Stored dataset items:
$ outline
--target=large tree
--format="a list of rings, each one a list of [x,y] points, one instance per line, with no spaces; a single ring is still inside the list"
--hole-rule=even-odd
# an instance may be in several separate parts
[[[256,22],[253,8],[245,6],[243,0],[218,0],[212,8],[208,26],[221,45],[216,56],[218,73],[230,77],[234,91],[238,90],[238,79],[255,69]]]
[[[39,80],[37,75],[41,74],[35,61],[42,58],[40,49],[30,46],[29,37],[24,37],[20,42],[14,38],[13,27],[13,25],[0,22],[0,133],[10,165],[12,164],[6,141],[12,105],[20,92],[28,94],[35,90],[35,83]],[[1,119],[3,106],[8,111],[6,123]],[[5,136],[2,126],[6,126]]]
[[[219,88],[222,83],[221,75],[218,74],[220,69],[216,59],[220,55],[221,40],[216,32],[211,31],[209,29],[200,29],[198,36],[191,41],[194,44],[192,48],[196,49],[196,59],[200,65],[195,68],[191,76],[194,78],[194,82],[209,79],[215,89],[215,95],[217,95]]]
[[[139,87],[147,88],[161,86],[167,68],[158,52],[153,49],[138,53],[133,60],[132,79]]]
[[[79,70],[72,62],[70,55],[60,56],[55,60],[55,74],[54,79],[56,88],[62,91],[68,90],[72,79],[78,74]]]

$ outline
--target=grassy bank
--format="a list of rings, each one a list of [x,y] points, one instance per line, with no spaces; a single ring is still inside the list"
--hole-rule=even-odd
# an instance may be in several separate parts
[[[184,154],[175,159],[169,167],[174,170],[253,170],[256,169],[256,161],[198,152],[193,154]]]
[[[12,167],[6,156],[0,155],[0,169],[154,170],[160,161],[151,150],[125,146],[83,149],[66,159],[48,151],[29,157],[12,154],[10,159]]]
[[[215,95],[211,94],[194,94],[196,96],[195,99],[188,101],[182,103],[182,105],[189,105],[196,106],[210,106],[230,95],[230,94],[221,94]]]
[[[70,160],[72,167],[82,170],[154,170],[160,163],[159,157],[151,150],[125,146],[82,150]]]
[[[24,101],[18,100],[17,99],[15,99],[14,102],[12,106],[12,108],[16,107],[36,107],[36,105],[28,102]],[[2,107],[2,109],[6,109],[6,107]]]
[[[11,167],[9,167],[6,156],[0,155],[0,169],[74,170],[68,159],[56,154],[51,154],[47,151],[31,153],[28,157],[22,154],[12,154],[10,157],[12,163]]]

— TASK GOAL —
Retype every row above with no changes at all.

— RESULT BELOW —
$ outline
--target=large tree
--format="a list of rings, each one a list of [x,y] points, one instance per line, with no spaces; a single ring is still inside the list"
--hole-rule=even-odd
# an instance may be in several separate parts
[[[256,22],[253,8],[245,6],[243,0],[218,0],[212,8],[208,26],[221,45],[216,56],[218,73],[230,77],[234,91],[238,90],[238,79],[255,69]]]
[[[39,80],[37,75],[41,74],[35,61],[42,58],[40,49],[30,46],[29,37],[24,37],[20,42],[14,38],[13,27],[13,25],[0,22],[0,133],[10,165],[12,164],[6,141],[12,105],[20,92],[28,94],[35,90],[35,83]],[[1,119],[3,106],[8,111],[6,123]],[[5,136],[2,126],[6,126]]]
[[[219,88],[222,83],[221,75],[218,74],[220,69],[216,59],[220,55],[221,40],[216,32],[211,31],[209,29],[200,29],[198,36],[191,41],[194,44],[192,48],[196,49],[196,59],[200,65],[195,68],[191,76],[194,78],[194,82],[209,79],[215,89],[215,95],[217,95]]]
[[[139,87],[147,88],[161,86],[167,68],[158,52],[153,49],[138,53],[133,60],[132,79]]]
[[[79,70],[72,62],[70,55],[60,56],[55,60],[55,74],[54,79],[56,88],[62,91],[68,90],[72,79],[78,74]]]

$ outline
--target=grassy bank
--format="a list of rings, each one a list of [x,y] points, one instance per line, with no spaces; a single ring is still inside the list"
--hole-rule=even-odd
# an instance may be in several separate parts
[[[184,154],[175,159],[169,167],[174,170],[253,170],[256,169],[256,161],[198,152],[193,154]]]
[[[12,167],[6,156],[0,155],[0,169],[154,170],[160,161],[151,150],[125,146],[83,149],[66,159],[48,151],[29,157],[12,154],[10,159]]]
[[[215,95],[211,94],[194,94],[196,96],[195,99],[188,101],[182,103],[182,105],[189,105],[196,106],[210,106],[230,95],[230,94],[221,94]]]
[[[70,160],[72,167],[82,170],[154,170],[160,163],[159,157],[151,150],[125,146],[82,150]]]
[[[24,101],[18,100],[17,99],[15,99],[14,102],[12,106],[12,108],[16,107],[36,107],[36,105],[28,102]],[[2,107],[2,109],[6,109],[6,107]]]
[[[11,167],[9,167],[6,156],[0,155],[0,169],[74,170],[68,159],[56,154],[51,154],[47,151],[31,153],[28,157],[22,154],[12,154],[10,157],[12,163]]]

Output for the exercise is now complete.